*Exercise*
Begin at the line that has "Phrase: rear wheel", stop after the line that has "Phrase: blue painted square", and print exactly those lines from the records below, without any pictures.

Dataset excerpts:

((

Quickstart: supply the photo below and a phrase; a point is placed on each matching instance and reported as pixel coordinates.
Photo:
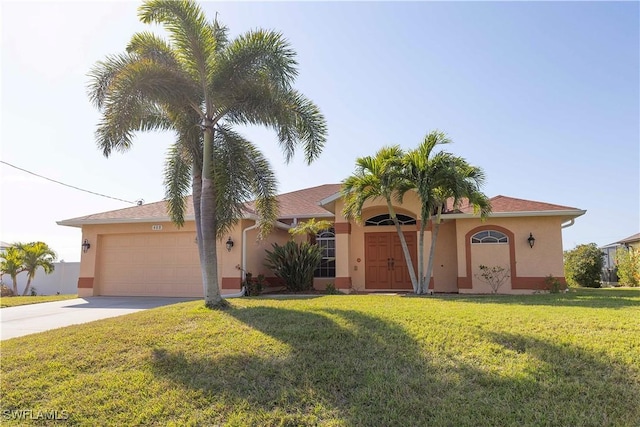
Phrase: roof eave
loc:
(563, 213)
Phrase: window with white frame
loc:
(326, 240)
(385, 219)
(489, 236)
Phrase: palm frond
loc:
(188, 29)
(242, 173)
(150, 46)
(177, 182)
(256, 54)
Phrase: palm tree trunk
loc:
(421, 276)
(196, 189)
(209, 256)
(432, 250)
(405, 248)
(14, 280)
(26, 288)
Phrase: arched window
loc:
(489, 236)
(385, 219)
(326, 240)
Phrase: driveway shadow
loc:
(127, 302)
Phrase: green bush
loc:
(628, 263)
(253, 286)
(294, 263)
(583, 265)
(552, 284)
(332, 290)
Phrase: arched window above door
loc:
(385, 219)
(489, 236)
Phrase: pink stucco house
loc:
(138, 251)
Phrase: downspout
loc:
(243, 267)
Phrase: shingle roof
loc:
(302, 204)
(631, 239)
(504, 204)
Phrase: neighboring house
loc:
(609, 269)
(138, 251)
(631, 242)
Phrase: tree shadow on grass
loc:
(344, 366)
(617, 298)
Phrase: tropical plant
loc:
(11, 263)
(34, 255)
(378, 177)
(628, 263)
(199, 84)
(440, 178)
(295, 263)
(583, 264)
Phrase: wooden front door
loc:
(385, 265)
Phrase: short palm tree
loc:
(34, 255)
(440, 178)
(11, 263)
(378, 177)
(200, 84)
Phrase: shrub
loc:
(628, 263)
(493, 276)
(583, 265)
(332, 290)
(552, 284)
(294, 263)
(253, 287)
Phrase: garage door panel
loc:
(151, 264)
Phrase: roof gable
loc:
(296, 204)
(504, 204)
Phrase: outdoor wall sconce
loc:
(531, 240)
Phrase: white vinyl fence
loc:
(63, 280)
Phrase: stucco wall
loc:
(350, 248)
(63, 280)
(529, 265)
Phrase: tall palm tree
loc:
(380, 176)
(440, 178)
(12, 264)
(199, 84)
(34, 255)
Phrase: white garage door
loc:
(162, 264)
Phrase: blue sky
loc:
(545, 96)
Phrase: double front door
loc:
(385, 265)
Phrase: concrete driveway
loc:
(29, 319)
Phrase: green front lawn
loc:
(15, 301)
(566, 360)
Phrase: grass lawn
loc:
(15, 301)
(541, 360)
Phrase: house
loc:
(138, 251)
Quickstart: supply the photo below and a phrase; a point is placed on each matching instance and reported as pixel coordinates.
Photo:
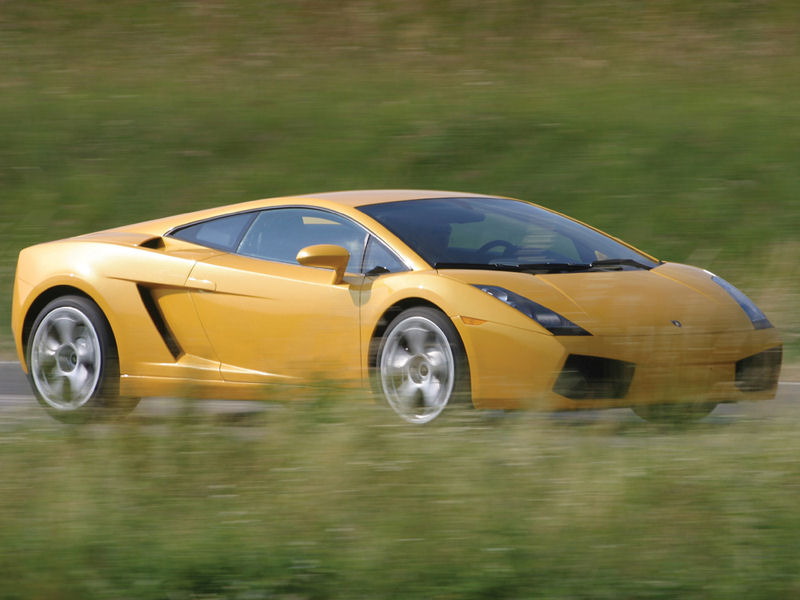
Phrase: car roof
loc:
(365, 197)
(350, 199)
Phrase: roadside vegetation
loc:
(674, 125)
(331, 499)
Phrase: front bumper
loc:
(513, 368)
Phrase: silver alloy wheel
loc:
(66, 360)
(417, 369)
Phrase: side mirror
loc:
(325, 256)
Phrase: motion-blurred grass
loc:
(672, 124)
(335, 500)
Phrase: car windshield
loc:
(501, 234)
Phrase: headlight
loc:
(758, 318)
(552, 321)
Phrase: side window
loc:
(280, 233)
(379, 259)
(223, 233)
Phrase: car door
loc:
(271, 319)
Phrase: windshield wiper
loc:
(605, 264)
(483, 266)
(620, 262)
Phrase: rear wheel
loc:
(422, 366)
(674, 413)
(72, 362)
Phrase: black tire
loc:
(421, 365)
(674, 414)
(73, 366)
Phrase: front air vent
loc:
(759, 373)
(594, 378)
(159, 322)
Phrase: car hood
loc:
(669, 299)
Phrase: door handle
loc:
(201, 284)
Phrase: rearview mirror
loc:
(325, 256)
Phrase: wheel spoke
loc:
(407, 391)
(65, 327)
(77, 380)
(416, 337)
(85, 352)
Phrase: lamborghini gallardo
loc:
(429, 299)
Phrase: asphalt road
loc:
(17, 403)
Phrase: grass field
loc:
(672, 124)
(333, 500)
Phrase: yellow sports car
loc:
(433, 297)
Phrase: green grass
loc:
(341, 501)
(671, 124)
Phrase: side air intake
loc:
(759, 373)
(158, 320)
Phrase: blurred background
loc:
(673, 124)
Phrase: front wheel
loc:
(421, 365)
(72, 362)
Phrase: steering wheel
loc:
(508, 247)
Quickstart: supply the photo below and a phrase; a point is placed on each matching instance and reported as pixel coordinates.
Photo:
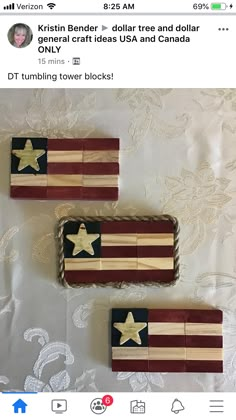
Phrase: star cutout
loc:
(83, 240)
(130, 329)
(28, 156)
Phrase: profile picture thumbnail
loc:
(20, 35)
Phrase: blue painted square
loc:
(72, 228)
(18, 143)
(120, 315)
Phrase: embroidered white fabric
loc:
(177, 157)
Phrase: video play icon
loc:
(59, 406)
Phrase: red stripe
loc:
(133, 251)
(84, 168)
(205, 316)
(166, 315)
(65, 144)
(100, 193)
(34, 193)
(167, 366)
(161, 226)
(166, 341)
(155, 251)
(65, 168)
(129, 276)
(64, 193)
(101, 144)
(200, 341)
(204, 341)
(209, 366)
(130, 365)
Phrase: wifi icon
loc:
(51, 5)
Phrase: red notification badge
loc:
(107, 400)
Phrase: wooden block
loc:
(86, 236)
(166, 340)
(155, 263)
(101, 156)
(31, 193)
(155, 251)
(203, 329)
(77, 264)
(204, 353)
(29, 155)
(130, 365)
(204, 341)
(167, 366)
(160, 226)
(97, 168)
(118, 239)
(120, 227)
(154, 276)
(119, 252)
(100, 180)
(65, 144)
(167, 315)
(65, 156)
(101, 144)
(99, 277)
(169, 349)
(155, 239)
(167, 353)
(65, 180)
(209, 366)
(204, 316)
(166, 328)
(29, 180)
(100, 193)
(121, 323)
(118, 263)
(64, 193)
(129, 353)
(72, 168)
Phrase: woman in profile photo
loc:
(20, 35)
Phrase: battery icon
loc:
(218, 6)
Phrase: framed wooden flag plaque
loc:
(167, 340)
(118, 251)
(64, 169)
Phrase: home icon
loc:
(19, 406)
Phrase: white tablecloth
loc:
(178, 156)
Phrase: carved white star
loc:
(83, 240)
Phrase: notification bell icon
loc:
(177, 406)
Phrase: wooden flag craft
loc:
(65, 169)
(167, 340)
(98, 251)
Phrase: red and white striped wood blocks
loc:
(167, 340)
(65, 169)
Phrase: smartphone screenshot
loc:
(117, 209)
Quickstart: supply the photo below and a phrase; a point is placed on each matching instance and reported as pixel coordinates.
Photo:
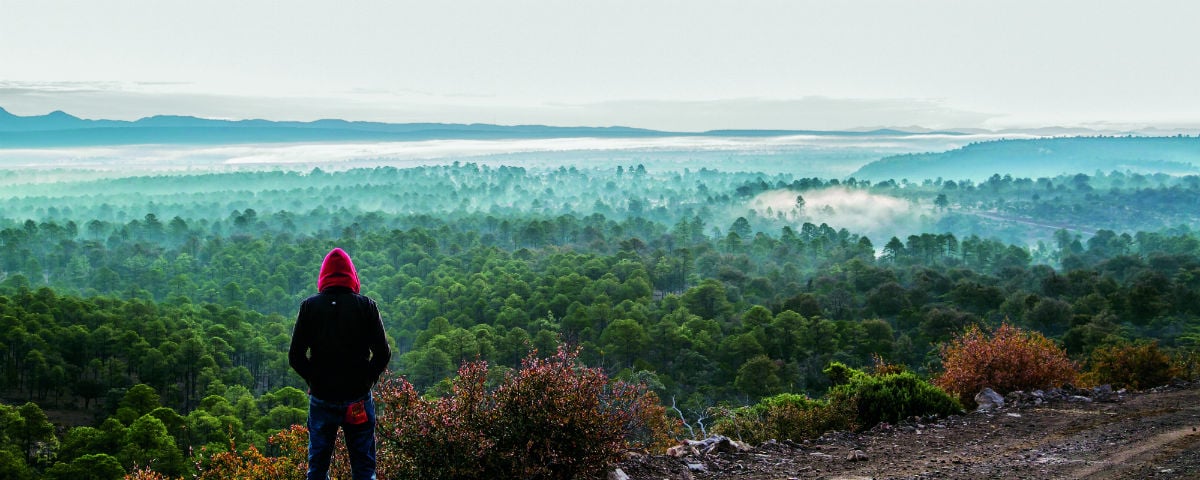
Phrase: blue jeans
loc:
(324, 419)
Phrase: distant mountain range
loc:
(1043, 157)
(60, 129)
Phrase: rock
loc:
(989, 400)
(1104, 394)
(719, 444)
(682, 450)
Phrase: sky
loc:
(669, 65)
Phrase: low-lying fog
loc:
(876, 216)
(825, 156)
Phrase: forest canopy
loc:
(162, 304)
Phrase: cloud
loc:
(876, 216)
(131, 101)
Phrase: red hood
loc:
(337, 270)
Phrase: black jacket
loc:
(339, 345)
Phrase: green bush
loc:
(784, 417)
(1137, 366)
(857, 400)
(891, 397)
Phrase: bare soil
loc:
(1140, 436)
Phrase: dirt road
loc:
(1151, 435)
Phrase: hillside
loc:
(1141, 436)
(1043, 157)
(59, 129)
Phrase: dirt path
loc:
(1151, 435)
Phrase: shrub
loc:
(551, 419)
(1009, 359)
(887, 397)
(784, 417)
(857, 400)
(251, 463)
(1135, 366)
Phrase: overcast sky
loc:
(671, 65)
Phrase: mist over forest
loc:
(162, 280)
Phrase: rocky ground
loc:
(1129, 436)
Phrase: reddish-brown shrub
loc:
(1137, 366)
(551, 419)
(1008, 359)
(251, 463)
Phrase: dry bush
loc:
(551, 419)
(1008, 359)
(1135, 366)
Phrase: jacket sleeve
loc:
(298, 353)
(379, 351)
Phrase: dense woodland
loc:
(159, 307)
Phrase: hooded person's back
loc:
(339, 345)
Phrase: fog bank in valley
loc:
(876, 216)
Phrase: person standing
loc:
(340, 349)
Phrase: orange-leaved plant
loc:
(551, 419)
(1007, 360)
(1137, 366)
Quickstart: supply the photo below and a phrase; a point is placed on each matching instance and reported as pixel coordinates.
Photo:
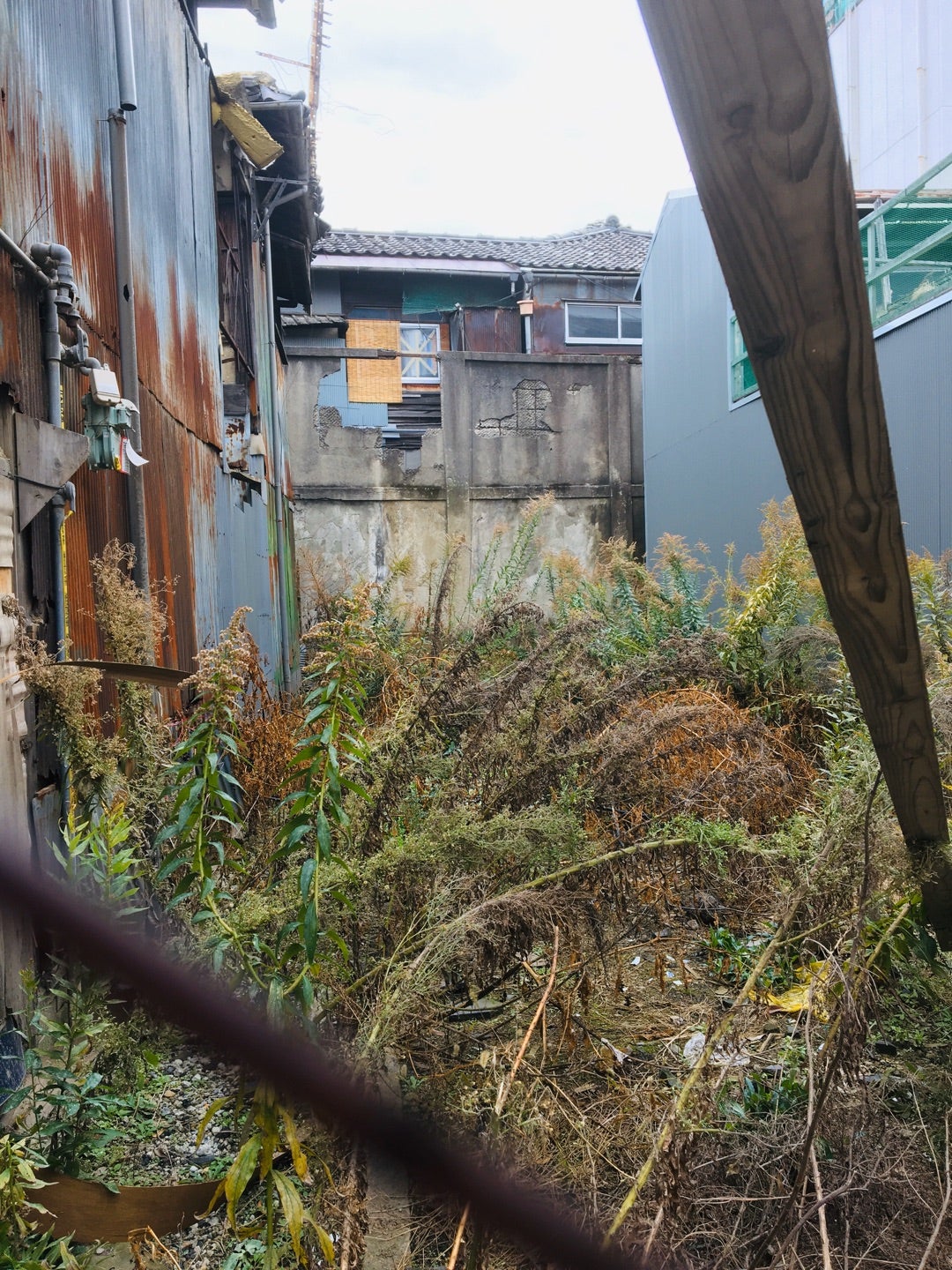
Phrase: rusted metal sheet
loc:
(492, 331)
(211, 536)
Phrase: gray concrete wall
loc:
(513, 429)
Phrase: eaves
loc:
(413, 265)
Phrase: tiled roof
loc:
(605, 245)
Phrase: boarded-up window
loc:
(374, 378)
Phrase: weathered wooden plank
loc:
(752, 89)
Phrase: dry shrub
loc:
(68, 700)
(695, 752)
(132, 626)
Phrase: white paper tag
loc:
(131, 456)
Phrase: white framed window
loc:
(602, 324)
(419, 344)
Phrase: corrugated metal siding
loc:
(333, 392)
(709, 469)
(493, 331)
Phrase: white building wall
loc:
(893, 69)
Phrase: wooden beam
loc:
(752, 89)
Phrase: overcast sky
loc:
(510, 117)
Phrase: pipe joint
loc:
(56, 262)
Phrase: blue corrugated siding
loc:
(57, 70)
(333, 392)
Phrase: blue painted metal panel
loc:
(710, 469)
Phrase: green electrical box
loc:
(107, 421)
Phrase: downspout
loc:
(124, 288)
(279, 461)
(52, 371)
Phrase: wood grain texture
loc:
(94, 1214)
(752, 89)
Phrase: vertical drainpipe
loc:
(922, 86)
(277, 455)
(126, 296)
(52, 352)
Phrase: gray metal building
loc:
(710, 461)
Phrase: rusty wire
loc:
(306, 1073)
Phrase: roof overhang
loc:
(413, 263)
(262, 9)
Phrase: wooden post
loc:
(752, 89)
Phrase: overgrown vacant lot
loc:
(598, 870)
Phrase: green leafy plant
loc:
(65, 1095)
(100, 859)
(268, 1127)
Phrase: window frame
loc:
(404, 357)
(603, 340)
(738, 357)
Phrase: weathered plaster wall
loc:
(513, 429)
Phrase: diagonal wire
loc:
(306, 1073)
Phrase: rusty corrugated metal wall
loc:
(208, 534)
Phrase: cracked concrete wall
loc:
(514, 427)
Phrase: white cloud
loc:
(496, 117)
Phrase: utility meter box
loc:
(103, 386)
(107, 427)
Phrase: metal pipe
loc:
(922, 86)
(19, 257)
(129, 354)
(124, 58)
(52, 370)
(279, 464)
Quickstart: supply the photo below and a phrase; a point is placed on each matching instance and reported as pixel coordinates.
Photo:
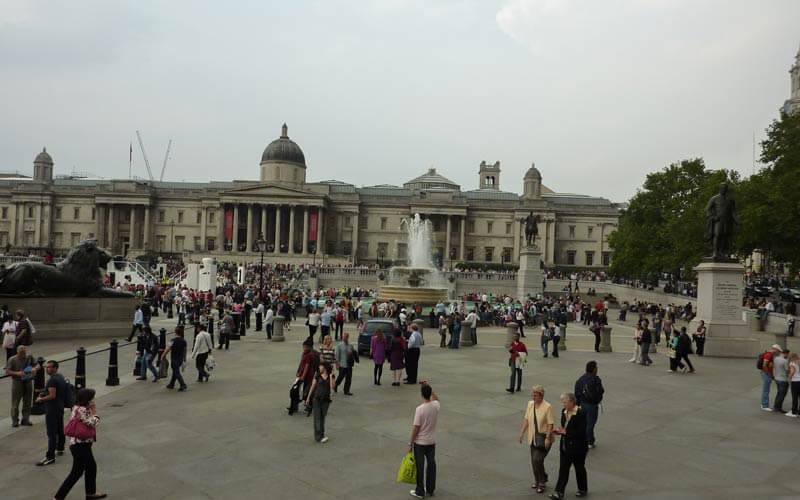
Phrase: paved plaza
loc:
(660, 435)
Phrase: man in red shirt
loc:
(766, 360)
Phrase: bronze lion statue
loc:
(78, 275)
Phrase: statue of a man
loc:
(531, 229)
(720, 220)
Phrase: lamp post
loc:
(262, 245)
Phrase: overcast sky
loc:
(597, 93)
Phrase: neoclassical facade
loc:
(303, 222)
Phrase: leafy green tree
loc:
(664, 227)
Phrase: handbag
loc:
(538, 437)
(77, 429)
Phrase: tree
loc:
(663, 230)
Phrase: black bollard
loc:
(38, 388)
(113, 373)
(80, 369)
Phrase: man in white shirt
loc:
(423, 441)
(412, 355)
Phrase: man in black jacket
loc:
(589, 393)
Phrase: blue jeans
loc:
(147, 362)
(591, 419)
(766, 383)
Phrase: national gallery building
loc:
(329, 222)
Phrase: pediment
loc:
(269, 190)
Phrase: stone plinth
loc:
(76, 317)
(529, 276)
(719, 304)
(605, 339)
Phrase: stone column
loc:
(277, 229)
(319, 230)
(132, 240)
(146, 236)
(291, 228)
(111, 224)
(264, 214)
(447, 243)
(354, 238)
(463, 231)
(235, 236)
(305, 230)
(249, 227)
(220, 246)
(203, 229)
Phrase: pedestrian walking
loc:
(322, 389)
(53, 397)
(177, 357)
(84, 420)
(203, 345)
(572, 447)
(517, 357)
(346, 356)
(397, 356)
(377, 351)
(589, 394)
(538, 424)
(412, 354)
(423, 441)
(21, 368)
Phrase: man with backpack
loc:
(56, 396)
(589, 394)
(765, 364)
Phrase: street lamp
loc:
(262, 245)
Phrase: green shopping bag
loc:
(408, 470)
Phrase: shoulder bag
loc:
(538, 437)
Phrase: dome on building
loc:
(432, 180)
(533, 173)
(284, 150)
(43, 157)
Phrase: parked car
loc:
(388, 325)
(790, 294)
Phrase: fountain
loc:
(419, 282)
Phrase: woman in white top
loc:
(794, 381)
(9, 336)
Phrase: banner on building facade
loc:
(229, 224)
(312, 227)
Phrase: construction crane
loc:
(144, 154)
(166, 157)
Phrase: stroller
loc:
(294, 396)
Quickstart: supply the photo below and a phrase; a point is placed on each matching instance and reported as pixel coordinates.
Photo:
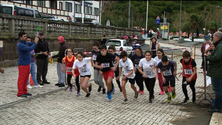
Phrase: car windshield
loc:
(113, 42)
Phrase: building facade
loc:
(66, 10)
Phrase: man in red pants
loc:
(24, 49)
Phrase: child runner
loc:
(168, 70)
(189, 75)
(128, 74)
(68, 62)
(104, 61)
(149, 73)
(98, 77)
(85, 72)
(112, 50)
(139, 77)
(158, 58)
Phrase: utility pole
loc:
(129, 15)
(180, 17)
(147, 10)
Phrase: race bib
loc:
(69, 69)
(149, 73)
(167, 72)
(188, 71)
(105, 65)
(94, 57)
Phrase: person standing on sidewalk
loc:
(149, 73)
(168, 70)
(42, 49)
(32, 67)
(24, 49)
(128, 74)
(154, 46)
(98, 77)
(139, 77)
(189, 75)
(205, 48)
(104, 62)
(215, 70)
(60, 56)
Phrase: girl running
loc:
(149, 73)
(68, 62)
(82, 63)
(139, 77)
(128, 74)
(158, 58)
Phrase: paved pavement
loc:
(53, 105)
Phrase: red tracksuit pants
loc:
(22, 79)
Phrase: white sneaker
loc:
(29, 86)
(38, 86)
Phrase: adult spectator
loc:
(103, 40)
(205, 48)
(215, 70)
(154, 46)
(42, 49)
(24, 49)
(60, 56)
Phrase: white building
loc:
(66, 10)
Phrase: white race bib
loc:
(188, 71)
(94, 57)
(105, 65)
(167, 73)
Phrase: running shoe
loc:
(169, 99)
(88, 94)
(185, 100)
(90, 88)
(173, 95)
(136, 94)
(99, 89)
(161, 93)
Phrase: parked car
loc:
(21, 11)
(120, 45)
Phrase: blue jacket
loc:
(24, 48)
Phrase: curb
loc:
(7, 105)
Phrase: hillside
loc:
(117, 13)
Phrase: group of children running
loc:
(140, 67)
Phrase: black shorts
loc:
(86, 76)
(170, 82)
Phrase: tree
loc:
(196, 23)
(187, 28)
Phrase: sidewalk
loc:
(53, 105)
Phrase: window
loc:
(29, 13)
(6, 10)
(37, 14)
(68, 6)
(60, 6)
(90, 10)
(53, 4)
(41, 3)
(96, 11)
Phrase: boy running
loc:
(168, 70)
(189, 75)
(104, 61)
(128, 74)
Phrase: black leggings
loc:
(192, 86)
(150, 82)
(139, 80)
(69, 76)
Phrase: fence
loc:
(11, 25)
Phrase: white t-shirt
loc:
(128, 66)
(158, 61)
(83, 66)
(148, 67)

))

*Your response*
Phrase: rear wheel
loc:
(422, 366)
(674, 413)
(72, 362)
Phrase: black tire
loc:
(421, 365)
(674, 414)
(73, 366)
Phrase: front air vent
loc:
(759, 373)
(594, 378)
(159, 322)
Phrase: car hood
loc:
(669, 299)
Phrase: door handle
loc:
(201, 284)
Phrase: rearview mirror
loc:
(325, 256)
Phrase: wheel spoke
loc:
(407, 391)
(65, 327)
(77, 380)
(416, 337)
(85, 352)
Phrase: lamborghini gallardo
loc:
(429, 299)
Phrase: asphalt road
loc:
(17, 403)
Phrase: grass field
loc:
(672, 124)
(333, 500)
Phrase: yellow sports car
loc:
(433, 297)
Phrase: green grass
loc:
(341, 501)
(671, 124)
Phrase: side air intake
loc:
(759, 373)
(158, 320)
Phrase: blurred background
loc:
(673, 124)
Phrase: front wheel
loc:
(421, 365)
(72, 362)
Phrase: steering wheel
loc:
(508, 247)
Quickstart: supply the photo below and a phrase; a point is placed on each matching instance and reported as pixel coordinates.
Photo:
Phrase: star cutout
loc:
(83, 240)
(130, 329)
(28, 156)
Phrase: profile picture thumbnail
loc:
(20, 35)
Phrase: blue painted square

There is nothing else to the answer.